READING PASSAGE »
»»

Compose Journal’s Spring 2014 Contributor Lineup
You’ll be pleased to know that we at Compose are working hard to publish our third issue by the end of April.
Our editing phase is now complete, and we’re laying out the issue, uploading everything to our website, and preparing to send out galleys so we can make final corrections.
If you haven’t already, be sure to catch up on all the inspiring prose, poetry, and artwork we published in Fall 2013 and Spring 2013. And, because we’re always reading for future issues, don’t forget to send us your best work for consideration.
Now, we’re excited to share with you our lineup of accomplished contributors for Spring 2014:
Poetry
Ian Duhig
Ian Duhig has written six books of poetry, most recently Pandorama (Picador 2010). He has won the Forward Best Poem Prize, the National Poetry Competition twice, and three times been shortlisted for the T.S. Eliot Prize. A chapbook of work from his Digressions project based at Shandy Hall will be published this year.

««

INFORMATION GIVEN »
»»

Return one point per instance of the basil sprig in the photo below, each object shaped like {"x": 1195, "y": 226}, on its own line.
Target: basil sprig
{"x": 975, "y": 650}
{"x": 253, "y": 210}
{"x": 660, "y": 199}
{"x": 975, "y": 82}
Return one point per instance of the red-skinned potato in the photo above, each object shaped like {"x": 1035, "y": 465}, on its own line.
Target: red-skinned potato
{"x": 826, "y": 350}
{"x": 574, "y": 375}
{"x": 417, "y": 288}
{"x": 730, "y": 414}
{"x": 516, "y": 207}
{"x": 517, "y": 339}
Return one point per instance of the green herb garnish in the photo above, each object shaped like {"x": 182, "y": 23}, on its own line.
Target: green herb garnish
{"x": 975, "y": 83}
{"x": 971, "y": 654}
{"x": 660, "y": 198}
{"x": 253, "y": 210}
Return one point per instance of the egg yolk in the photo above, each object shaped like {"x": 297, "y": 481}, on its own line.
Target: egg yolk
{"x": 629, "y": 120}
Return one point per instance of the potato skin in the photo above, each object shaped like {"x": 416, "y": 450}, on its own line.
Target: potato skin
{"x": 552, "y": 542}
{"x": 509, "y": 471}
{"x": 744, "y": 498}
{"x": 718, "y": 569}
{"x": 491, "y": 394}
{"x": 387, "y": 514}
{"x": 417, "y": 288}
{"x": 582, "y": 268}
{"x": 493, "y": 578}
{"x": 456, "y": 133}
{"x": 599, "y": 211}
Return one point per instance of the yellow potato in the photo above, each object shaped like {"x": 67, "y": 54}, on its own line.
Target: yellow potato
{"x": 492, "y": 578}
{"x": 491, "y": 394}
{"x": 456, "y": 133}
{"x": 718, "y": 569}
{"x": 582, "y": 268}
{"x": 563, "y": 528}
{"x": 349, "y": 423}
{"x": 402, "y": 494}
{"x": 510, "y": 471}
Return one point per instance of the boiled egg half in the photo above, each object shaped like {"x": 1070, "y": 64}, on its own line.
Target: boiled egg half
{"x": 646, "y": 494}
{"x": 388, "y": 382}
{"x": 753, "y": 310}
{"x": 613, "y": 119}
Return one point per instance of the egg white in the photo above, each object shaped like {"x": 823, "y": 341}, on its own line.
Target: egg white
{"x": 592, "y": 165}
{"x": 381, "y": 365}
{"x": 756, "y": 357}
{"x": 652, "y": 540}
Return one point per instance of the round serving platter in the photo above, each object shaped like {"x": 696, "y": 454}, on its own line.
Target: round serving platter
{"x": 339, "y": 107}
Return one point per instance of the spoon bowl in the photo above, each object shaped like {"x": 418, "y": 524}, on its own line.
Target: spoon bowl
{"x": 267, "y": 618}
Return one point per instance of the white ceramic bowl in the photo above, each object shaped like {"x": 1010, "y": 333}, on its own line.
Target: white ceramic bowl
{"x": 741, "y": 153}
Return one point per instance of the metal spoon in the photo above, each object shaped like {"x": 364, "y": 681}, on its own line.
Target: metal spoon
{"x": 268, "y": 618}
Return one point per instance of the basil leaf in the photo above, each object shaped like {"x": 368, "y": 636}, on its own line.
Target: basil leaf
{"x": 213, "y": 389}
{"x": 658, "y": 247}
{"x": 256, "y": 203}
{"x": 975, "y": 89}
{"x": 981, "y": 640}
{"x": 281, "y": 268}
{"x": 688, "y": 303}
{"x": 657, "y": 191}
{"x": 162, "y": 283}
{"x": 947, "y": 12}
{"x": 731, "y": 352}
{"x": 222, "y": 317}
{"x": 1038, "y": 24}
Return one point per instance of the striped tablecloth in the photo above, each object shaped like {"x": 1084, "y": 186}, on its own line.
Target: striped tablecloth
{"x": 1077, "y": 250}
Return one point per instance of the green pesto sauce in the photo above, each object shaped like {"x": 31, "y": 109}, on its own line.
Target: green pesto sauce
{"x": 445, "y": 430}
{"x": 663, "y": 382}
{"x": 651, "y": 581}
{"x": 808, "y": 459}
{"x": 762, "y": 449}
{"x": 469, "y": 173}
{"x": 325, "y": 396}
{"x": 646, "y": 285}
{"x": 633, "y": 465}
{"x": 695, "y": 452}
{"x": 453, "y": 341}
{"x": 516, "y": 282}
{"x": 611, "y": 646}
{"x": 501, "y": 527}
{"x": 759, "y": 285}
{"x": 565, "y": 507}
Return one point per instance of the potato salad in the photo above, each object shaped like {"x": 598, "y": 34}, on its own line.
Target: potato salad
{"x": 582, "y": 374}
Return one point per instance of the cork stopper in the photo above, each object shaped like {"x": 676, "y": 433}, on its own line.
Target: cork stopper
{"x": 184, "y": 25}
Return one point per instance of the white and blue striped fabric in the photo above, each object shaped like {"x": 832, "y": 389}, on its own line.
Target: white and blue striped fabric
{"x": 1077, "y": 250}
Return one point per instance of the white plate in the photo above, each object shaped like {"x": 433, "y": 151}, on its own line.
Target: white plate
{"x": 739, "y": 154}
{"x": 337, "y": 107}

««

REQUIRED TASKS »
1) Reproduce the stretch of the Compose Journal announcement from "Our editing phase" through "published this year.".
2) Answer these questions using the Compose Journal announcement:
(a) By when does Compose plan to publish its third issue?
(b) What is the title of Ian Duhig's most recent book of poetry?
(c) How many times has Ian Duhig won the National Poetry Competition?

RESPONSES TO THE TASKS »
1)
Our editing phase is now complete, and we’re laying out the issue, uploading everything to our website, and preparing to send out galleys so we can make final corrections.
If you haven’t already, be sure to catch up on all the inspiring prose, poetry, and artwork we published in Fall 2013 and Spring 2013. And, because we’re always reading for future issues, don’t forget to send us your best work for consideration.
Now, we’re excited to share with you our lineup of accomplished contributors for Spring 2014:
Poetry
Ian Duhig
Ian Duhig has written six books of poetry, most recently Pandorama (Picador 2010). He has won the Forward Best Poem Prize, the National Poetry Competition twice, and three times been shortlisted for the T.S. Eliot Prize. A chapbook of work from his Digressions project based at Shandy Hall will be published this year.

2)
(a) By the end of April.
(b) Pandorama (Picador 2010).
(c) Twice.